To do: Count the lines in the records that contain the word "white", and reply with that number alone.

Records to process:
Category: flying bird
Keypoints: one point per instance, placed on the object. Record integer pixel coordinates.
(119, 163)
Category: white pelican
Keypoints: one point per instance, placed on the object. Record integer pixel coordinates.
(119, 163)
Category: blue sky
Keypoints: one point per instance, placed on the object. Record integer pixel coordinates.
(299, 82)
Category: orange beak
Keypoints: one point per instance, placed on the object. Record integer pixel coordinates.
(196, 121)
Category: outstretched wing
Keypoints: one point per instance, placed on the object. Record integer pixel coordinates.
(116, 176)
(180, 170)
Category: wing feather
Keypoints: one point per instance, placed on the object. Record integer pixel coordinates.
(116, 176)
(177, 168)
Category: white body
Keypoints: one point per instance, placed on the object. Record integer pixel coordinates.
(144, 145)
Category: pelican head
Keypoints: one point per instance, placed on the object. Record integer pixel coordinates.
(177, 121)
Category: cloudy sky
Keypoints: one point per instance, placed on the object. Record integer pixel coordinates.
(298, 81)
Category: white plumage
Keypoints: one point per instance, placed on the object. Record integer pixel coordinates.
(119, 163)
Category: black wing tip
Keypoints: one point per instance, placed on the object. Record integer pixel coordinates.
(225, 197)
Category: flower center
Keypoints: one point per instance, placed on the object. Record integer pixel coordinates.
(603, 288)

---

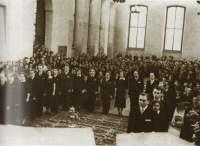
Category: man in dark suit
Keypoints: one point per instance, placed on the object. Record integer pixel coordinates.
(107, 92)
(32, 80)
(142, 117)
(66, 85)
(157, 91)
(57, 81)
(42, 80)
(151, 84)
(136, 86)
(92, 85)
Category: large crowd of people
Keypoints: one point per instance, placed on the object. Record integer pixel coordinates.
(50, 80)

--

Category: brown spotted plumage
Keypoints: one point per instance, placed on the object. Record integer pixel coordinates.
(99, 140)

Response: 3